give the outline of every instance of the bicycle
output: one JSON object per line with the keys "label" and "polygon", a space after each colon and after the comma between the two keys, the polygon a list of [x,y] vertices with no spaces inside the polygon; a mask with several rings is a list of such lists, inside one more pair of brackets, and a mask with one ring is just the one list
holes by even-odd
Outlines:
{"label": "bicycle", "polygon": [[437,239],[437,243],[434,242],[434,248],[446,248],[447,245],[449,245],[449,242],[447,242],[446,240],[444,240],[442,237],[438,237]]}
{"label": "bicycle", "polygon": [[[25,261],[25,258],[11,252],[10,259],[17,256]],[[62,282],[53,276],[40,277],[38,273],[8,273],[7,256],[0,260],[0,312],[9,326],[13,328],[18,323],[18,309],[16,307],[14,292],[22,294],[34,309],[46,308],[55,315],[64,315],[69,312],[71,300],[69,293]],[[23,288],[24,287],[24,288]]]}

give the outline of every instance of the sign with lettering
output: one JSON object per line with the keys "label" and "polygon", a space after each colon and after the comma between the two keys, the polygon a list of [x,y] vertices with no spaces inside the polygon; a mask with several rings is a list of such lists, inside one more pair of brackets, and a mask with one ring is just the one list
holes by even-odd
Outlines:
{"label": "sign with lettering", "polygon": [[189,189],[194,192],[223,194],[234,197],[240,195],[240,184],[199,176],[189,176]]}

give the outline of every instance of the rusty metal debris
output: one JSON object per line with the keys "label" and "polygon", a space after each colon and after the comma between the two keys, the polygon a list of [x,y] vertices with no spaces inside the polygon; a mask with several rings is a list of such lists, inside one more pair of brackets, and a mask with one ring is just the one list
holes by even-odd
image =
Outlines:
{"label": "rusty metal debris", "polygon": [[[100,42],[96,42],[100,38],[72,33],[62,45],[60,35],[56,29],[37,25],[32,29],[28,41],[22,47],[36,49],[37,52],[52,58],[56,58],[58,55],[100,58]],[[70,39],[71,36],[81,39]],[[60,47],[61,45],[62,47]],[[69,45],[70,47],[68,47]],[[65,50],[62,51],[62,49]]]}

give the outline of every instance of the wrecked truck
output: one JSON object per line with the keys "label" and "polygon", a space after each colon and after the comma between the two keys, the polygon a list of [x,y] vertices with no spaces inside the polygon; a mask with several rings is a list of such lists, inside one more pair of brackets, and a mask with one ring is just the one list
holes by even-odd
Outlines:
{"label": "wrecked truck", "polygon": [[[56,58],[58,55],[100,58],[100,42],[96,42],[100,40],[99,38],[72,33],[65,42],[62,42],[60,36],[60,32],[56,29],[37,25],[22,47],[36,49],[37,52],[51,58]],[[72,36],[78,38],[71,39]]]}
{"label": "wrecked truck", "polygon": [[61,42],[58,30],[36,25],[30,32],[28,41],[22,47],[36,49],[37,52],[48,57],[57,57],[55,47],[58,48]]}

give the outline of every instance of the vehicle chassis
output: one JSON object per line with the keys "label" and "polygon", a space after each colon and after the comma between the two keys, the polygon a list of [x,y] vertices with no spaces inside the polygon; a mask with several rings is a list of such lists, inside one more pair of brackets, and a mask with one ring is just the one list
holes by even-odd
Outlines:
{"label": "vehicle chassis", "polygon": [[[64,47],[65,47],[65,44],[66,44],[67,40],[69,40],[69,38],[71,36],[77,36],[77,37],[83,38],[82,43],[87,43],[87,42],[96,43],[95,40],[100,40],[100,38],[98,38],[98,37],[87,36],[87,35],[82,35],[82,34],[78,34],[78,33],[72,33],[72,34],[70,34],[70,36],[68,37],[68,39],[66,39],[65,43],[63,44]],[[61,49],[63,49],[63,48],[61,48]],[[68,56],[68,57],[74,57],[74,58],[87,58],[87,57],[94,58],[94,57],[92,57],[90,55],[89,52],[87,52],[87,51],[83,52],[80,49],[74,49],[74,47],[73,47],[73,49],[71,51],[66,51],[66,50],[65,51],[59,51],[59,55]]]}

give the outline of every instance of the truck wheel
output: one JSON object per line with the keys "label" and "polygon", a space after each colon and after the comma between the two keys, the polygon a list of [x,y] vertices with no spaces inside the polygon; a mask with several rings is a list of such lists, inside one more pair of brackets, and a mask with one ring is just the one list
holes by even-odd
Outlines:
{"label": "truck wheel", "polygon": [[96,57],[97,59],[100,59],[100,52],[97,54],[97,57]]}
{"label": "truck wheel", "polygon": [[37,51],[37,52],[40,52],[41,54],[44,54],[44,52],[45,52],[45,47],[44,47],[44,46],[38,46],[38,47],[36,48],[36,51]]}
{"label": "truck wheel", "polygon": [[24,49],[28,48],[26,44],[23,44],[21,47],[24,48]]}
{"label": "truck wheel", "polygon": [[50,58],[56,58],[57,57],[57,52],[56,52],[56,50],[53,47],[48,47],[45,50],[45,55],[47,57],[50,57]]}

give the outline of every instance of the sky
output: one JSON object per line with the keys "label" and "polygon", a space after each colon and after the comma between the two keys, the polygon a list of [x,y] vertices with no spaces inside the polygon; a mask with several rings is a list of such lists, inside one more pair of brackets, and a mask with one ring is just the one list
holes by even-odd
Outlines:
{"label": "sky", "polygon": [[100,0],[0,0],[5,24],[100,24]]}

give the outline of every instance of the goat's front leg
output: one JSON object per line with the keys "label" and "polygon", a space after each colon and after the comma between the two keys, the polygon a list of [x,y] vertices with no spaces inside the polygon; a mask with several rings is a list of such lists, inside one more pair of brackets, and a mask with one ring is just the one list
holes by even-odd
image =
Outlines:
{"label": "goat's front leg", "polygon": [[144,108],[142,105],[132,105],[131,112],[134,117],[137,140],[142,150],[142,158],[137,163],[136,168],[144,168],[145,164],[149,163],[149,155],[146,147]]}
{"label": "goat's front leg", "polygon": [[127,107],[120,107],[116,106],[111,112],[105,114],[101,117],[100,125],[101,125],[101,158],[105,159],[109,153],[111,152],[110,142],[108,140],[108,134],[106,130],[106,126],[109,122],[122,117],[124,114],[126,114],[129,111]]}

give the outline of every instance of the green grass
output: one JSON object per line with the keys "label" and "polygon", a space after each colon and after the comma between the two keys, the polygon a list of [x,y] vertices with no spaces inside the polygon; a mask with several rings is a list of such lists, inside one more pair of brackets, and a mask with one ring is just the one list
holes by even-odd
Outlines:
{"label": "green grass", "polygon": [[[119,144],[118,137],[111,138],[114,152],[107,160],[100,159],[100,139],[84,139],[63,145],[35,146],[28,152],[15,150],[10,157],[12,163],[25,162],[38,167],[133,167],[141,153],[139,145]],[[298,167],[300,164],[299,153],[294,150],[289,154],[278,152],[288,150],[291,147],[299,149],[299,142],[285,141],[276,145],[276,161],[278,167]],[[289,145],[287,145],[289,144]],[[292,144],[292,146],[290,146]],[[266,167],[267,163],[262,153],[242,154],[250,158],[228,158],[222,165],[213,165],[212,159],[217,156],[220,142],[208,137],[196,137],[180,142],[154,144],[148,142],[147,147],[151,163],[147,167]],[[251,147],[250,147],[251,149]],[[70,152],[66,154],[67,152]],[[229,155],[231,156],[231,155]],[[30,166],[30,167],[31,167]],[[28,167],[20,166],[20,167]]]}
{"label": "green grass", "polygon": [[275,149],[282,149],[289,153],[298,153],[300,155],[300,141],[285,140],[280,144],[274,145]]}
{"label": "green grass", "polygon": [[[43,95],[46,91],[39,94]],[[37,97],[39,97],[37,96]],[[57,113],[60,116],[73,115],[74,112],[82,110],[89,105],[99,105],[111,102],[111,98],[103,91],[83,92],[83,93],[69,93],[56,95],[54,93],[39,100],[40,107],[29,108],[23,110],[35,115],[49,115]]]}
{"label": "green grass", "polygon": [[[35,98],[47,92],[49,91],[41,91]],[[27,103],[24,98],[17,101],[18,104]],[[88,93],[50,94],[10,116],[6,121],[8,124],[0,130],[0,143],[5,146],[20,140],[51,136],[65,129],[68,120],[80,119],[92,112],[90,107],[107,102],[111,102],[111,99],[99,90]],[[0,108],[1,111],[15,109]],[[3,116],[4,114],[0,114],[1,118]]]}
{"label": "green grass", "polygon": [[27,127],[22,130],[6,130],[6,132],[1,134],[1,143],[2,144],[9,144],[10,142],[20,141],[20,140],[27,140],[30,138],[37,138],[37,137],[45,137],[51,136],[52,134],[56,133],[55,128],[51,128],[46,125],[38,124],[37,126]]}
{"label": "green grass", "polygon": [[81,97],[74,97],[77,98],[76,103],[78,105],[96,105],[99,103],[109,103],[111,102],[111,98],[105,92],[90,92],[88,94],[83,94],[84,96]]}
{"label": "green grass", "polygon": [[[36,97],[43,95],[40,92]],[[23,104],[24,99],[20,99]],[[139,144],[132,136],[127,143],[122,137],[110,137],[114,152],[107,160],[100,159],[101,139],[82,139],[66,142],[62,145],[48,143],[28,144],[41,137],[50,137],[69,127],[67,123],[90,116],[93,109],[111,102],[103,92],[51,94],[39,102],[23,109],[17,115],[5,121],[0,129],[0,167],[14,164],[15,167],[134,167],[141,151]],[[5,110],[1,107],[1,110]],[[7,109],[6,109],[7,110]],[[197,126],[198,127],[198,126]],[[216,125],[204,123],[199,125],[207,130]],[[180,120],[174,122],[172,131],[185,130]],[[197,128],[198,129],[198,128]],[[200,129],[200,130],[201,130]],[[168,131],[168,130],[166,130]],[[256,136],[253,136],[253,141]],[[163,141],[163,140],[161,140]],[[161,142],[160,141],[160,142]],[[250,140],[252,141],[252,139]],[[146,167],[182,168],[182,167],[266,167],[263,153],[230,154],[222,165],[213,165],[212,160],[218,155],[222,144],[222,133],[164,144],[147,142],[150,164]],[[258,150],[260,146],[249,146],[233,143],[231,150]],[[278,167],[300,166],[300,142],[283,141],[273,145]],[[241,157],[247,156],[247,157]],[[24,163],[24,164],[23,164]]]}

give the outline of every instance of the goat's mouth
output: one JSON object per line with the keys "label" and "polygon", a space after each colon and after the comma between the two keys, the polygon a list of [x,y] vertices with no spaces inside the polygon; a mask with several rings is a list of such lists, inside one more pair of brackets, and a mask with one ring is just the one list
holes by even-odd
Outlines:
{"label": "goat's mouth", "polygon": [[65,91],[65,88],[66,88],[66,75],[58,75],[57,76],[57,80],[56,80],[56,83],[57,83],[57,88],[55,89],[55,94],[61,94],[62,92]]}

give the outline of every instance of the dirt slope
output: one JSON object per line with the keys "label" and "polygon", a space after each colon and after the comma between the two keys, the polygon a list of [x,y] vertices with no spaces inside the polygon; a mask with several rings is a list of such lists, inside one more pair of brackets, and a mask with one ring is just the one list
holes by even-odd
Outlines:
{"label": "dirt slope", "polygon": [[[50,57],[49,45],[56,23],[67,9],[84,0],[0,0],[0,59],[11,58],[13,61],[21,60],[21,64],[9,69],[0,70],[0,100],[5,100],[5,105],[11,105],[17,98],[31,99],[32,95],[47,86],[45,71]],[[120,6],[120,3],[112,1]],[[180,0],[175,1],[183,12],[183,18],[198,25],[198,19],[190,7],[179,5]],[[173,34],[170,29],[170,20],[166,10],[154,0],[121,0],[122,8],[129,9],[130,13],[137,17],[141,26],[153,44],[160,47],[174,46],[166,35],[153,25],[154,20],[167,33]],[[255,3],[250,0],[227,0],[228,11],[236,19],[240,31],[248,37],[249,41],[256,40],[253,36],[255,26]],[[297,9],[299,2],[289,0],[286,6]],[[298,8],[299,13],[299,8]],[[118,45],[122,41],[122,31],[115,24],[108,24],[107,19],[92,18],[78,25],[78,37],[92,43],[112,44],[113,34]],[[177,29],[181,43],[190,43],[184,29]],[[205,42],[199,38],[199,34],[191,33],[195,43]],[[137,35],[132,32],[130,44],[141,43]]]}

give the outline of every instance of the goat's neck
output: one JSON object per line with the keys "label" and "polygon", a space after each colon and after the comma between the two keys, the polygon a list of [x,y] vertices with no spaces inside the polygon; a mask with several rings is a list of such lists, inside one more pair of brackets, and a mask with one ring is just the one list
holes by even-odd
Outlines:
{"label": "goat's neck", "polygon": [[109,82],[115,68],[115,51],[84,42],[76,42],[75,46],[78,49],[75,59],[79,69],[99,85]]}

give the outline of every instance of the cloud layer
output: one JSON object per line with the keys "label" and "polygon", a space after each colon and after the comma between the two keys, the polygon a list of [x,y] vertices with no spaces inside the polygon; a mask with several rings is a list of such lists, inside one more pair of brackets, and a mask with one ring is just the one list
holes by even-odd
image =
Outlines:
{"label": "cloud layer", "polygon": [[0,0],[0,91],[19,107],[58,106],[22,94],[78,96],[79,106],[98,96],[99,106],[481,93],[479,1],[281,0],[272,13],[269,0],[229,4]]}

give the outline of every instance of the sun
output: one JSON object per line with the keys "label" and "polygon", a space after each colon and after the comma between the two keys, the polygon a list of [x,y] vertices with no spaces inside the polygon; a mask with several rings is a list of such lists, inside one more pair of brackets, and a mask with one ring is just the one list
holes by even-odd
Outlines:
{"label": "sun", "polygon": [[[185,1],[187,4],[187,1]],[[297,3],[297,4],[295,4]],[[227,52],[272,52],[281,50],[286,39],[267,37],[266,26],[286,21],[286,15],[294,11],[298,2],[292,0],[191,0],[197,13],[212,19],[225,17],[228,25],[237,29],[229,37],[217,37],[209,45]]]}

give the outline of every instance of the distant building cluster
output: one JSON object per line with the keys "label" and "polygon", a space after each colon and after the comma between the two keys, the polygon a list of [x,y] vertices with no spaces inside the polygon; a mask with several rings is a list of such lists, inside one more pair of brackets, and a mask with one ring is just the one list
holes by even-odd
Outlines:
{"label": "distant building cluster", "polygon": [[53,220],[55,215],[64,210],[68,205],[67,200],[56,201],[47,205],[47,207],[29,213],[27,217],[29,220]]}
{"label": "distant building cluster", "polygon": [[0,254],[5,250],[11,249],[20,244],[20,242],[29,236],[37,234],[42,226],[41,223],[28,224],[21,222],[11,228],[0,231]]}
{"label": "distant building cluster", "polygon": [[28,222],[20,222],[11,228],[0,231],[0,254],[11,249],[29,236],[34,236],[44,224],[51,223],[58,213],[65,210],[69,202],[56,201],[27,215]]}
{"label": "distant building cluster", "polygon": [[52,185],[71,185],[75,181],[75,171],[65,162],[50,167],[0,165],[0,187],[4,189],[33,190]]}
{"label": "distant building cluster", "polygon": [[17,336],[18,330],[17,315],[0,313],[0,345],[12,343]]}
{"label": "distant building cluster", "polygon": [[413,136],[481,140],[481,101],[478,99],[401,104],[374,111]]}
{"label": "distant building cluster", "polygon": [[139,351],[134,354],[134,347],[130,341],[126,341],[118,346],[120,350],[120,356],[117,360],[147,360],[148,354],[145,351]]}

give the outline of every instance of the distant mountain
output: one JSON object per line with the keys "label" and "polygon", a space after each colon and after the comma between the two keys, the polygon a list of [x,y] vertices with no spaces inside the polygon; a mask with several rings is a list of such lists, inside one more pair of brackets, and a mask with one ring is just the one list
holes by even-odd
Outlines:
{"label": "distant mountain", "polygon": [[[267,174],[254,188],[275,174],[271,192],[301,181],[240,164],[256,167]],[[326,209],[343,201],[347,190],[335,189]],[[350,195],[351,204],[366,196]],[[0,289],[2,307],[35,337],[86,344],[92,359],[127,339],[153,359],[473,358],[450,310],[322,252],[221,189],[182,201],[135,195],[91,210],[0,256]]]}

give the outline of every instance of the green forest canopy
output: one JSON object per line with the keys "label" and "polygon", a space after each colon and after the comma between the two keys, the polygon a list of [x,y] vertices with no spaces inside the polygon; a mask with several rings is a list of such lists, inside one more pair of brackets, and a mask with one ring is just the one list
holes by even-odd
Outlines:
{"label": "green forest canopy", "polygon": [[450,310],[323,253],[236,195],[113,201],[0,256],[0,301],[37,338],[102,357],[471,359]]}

--- YOUR INSTRUCTIONS ---
Once you find the line with "give the outline of every instance of the cloud" above, print it and every line after it up to and including the line with "give the outline of every instance of the sun", exactly as written and nothing else.

--- SOLUTION TO THE EXERCISE ---
give the outline of every instance of the cloud layer
output: one JSON object per line with the keys "label" and "polygon", a space after each colon and after the comma between the two keys, the polygon a list of [x,y] vertices with no spaces inside the polygon; a mask with several rings is a list of such lists, inside one more pair of brackets, and a mask with one ring is just the one list
holes by even-odd
image =
Outlines:
{"label": "cloud layer", "polygon": [[0,0],[0,91],[19,107],[58,106],[22,94],[78,96],[79,106],[98,96],[99,106],[481,93],[479,1],[281,0],[272,13],[269,0],[229,4]]}

give the outline of every instance of the sun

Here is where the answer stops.